[Saved entries]
◆ ◆ ◆ ◆ ◆
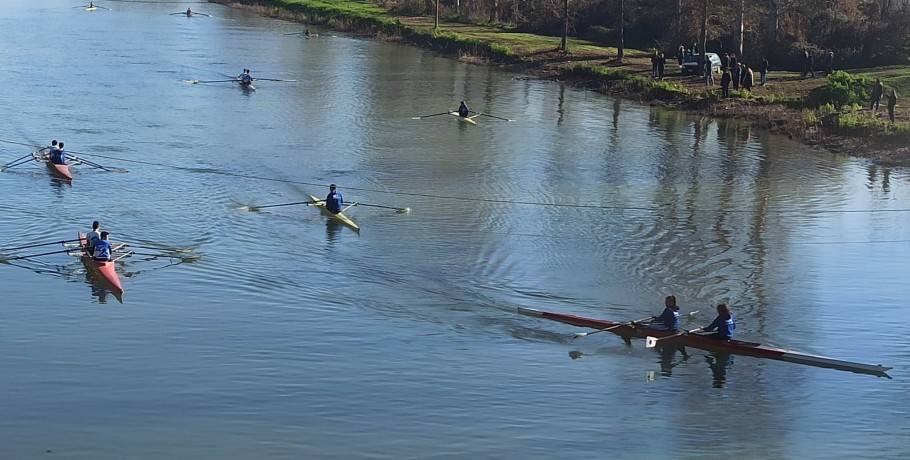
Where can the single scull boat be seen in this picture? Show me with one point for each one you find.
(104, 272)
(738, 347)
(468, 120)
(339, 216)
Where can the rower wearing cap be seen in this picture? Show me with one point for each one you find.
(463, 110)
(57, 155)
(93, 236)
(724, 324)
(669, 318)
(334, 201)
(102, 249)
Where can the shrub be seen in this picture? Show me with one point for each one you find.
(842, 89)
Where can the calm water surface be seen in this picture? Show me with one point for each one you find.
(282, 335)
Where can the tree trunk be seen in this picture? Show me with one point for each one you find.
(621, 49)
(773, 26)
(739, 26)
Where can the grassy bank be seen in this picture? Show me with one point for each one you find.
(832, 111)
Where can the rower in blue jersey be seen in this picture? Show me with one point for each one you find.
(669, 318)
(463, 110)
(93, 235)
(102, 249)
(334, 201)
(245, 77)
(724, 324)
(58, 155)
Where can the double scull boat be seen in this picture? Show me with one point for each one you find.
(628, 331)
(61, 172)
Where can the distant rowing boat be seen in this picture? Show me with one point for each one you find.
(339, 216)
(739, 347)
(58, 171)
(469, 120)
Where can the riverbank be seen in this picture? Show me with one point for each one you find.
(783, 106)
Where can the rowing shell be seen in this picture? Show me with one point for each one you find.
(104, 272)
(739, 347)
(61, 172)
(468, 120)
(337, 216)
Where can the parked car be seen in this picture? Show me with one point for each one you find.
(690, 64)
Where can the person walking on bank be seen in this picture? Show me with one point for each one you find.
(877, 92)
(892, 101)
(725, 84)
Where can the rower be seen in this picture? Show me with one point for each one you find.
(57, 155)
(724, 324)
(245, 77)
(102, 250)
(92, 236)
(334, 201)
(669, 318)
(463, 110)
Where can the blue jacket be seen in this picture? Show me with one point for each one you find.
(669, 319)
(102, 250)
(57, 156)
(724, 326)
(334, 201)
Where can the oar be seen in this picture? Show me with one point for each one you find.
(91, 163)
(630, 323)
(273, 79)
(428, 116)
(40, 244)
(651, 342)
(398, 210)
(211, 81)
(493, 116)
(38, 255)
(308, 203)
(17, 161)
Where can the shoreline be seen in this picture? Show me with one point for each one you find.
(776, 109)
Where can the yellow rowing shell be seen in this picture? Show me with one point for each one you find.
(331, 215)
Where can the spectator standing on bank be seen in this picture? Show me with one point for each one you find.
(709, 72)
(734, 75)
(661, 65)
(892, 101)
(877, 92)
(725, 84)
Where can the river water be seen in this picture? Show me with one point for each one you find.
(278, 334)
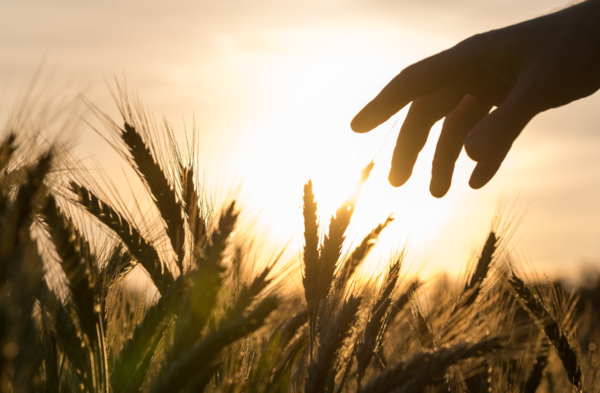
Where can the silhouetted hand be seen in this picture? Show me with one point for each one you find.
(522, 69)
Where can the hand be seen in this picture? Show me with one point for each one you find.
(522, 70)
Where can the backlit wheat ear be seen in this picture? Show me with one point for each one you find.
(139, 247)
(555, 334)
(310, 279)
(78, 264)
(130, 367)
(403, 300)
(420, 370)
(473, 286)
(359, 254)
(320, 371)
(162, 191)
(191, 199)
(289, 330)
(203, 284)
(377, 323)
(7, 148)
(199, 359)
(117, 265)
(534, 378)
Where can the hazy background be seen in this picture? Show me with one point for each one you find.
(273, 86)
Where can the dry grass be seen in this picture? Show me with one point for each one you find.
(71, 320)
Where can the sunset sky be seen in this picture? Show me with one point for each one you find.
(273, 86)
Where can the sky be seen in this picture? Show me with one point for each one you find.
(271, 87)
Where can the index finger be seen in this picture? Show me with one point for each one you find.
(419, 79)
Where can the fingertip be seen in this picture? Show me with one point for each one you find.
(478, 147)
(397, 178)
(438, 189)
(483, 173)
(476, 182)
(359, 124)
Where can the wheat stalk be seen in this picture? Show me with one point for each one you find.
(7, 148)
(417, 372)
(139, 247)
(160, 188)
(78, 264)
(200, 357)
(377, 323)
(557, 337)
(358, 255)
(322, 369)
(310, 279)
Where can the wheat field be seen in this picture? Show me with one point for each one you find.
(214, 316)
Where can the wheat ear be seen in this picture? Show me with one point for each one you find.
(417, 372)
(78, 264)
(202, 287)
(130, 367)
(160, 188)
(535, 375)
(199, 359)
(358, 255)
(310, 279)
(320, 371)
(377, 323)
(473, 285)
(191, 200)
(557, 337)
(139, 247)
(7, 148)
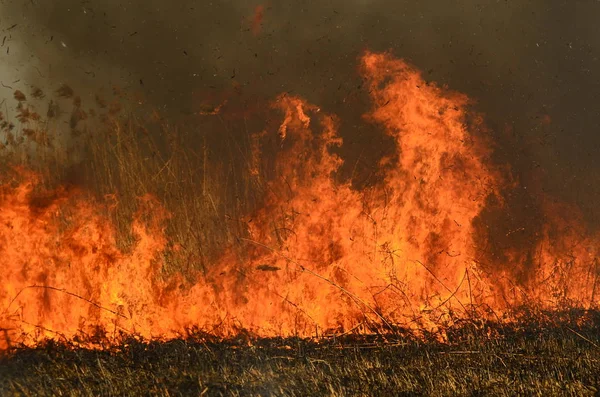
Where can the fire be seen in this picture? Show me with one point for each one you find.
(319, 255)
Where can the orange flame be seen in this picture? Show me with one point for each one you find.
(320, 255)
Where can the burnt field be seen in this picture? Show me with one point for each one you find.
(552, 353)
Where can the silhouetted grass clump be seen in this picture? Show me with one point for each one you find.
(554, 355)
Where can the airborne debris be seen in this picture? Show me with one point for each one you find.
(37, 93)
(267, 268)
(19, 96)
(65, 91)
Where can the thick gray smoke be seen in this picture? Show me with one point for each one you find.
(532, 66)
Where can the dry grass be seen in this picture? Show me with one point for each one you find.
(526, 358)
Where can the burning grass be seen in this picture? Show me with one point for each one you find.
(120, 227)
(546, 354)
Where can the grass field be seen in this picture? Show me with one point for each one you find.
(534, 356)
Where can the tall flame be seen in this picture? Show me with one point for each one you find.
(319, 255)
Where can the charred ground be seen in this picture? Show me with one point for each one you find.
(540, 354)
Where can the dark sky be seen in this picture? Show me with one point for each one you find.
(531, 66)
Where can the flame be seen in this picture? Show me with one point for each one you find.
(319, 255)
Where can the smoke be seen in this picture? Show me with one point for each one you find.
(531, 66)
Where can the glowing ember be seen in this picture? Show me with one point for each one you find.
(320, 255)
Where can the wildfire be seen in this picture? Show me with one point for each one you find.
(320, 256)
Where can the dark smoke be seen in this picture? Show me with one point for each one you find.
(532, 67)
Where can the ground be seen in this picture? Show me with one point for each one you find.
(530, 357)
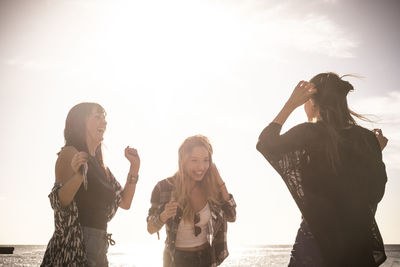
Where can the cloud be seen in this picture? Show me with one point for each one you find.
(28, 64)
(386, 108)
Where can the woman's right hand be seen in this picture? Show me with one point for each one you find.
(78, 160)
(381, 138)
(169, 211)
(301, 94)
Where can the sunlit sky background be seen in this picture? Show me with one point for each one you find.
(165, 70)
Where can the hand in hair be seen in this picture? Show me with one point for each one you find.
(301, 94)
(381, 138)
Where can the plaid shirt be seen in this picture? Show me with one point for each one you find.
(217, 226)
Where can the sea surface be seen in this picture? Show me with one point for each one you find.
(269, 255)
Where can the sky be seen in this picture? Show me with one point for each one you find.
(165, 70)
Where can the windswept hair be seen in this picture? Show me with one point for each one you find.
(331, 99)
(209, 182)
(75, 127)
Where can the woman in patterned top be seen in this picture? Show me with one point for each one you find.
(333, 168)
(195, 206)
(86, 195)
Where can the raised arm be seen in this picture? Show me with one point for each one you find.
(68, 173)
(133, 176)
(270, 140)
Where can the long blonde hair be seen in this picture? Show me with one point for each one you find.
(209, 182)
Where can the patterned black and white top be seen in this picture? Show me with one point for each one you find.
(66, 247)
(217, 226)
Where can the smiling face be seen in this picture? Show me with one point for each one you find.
◆ ◆ ◆ ◆ ◆
:: Task description ::
Could you give all of the data again exactly as written, omitting any pictures?

:: The completed task ::
Where can the single scull boat be seen in this picture? Show me with one point for each one you find.
(104, 272)
(738, 347)
(468, 120)
(339, 216)
Where can the rower wearing cap be seen in this picture? Show me with one point for each one you find.
(463, 110)
(57, 155)
(93, 236)
(724, 324)
(669, 318)
(334, 201)
(102, 249)
Where can the shrub be seen in this picture? Show me with one point for each one you find.
(842, 89)
Where can the calm water surface be seen in this picture? Show me with one point for each one you find.
(282, 335)
Where can the tree trunk be seen in this picture? Show me with one point for each one you find.
(621, 49)
(773, 26)
(739, 26)
Where can the grassy bank be seen in this picture? Show me with one point for each one you find.
(832, 111)
Where can the rower in blue jersey be seen in this picture? Show me with one point for each one you find.
(669, 318)
(463, 110)
(93, 235)
(102, 249)
(334, 201)
(245, 77)
(724, 324)
(58, 155)
Where can the double scull boat be seen in this picture? Show me with one point for each one you find.
(628, 331)
(61, 172)
Where can the distant rowing boat be seen in this picture? Show me with one point for each one you find.
(339, 216)
(739, 347)
(58, 171)
(469, 120)
Where can the riverbank be seen in this picture? Show me with one point for each one you find.
(783, 106)
Where can the rowing shell be seen in this picture? Show me with one point for each one you find.
(104, 272)
(739, 347)
(61, 172)
(468, 120)
(337, 216)
Where can the parked car be seen in this picture? Show me with one point for each one you find.
(690, 64)
Where can the person walking on bank be seen in this picture? Show me with one point for each one you find.
(877, 92)
(892, 101)
(725, 84)
Where can the rower be seen in this picture? Show me with one point for each one you find.
(57, 155)
(724, 324)
(245, 77)
(102, 250)
(92, 236)
(334, 201)
(669, 318)
(463, 110)
Where can the blue jacket be seen in this picture? Show me with one point for each one you find.
(669, 319)
(102, 250)
(57, 156)
(724, 326)
(334, 201)
Where can the oar be seen in this picture? Show me with one point for each one you find.
(91, 163)
(630, 323)
(273, 79)
(428, 116)
(40, 244)
(651, 342)
(398, 210)
(211, 81)
(493, 116)
(38, 255)
(308, 203)
(17, 161)
Where can the shoreline be seen in this picture? Show me with one point for each one you find.
(776, 109)
Where can the yellow rowing shell be seen in this picture? Show me with one point for each one you find.
(331, 215)
Where can the spectator standing on bank be seen in this picture? Show me with one point for each one you find.
(709, 72)
(734, 75)
(661, 65)
(892, 101)
(877, 92)
(725, 84)
Where can the river water be seen in this picture? Show me with one point for each one you find.
(278, 334)
Where can the silhouetted hand be seen in this picture? Show me with one point for each one you find.
(522, 69)
Where can the hand be seen in this picture? Show me with one point for each one you find.
(522, 70)
Where can the backlit wheat ear be seen in this picture? Show me with one point for each one you find.
(139, 247)
(555, 334)
(310, 279)
(78, 264)
(130, 367)
(403, 300)
(420, 370)
(473, 286)
(359, 254)
(320, 371)
(162, 191)
(191, 199)
(289, 330)
(203, 284)
(377, 323)
(7, 148)
(199, 359)
(117, 265)
(534, 378)
Where can the hazy background be seen in this picture? Show me with one point for each one you find.
(273, 86)
Where can the dry grass be seen in this picture? Show me with one point for each one you find.
(71, 320)
Where can the sunset sky be seen in this picture? Show me with one point for each one you find.
(273, 86)
Where can the sky be seen in this picture? Show me with one point for each one you find.
(271, 87)
Where can the index finger be seen in this picture? Show me with one point for each one you find.
(419, 79)
Where can the fingertip be seen in this picture? Show me with one point for each one you find.
(478, 147)
(397, 178)
(438, 189)
(483, 173)
(476, 182)
(359, 124)
Where can the wheat stalk be seen in this picture? Show me with one point for each one you find.
(7, 148)
(417, 372)
(139, 247)
(160, 188)
(78, 264)
(200, 357)
(377, 323)
(557, 337)
(358, 255)
(322, 369)
(310, 279)
Where can the wheat field be seen in this picture? Show me with one point for each one you find.
(214, 316)
Where can the wheat ear be seen in this picture? Show me with one point for each one you find.
(417, 372)
(78, 264)
(202, 287)
(130, 367)
(160, 188)
(535, 375)
(199, 359)
(358, 255)
(310, 279)
(320, 371)
(377, 323)
(473, 285)
(191, 200)
(557, 337)
(139, 247)
(7, 148)
Where can the fire be seen in this picture? Show me with one point for each one you find.
(319, 255)
Where can the orange flame be seen in this picture? Show me with one point for each one you find.
(320, 255)
Where can the burnt field be seen in this picture? Show me with one point for each one you find.
(552, 353)
Where can the silhouetted grass clump be seen in this picture? Show me with one point for each one you find.
(554, 355)
Where can the airborne debris be seen in this picture? Show me with one point for each one you find.
(37, 93)
(267, 268)
(19, 96)
(65, 91)
Where can the thick gray smoke be seen in this picture? Show me with one point for each one you find.
(532, 66)
Where can the dry grass be seen in this picture? Show me with one point for each one you find.
(526, 358)
Where can the burning grass be seen in this picture? Show me with one point for each one you find.
(120, 227)
(546, 354)
Where can the grass field be seen in this picture? Show me with one point for each one you find.
(534, 356)
Where can the tall flame be seen in this picture? Show me with one point for each one you find.
(319, 255)
Where can the charred ground be seen in this picture? Show me with one point for each one you find.
(540, 354)
Where can the dark sky be seen in this picture? Show me with one point for each one you find.
(531, 66)
Where can the flame be seen in this picture? Show me with one point for each one you find.
(319, 255)
Where can the smoke be seen in this picture? Show me with one point for each one you find.
(531, 66)
Where can the glowing ember be seen in this picture? Show me with one point for each one you find.
(320, 255)
Where can the wildfire be seen in this picture? Show me with one point for each one you find.
(320, 256)
Where can the dark smoke be seen in this picture? Show me with one point for each one you find.
(532, 67)
Where can the ground be seen in this picture? Show me with one point for each one you find.
(530, 357)
Where can the cloud be seen in this picture? Show me with one point for each one you find.
(28, 64)
(386, 108)
Where can the woman's right hand be seen in this picture? Show me with one point for each one you find.
(78, 160)
(381, 138)
(169, 211)
(301, 94)
Where can the sunlit sky background be seen in this picture? Show me with one point for each one you find.
(165, 70)
Where can the hand in hair be seen in this picture? Show me with one point for each one you find.
(301, 94)
(381, 138)
Where can the plaid shirt be seen in this picture? Show me with one point for each one you find.
(217, 226)
Where can the sea surface be seen in this picture? Show me with one point for each one you find.
(269, 255)
Where can the sky be seen in this picture? Show me with one point for each one you find.
(165, 70)
Where can the windswept hair be seen in this picture? Show me with one point for each one you find.
(331, 99)
(209, 182)
(75, 127)
Where can the woman in patterned top be seen in this picture? Show me with one point for each one you find.
(333, 168)
(195, 206)
(86, 195)
Where can the raised arm be seen in this picture? Show me with one point for each one you find.
(68, 173)
(133, 176)
(270, 140)
Where can the long blonde hair be seen in this picture? Show me with one point for each one you find.
(209, 182)
Where can the patterned black and white top be seen in this picture? Show me with one point for each one you find.
(66, 247)
(217, 226)
Where can the smiling face be seen in this picture? Show me with one point for each one you find.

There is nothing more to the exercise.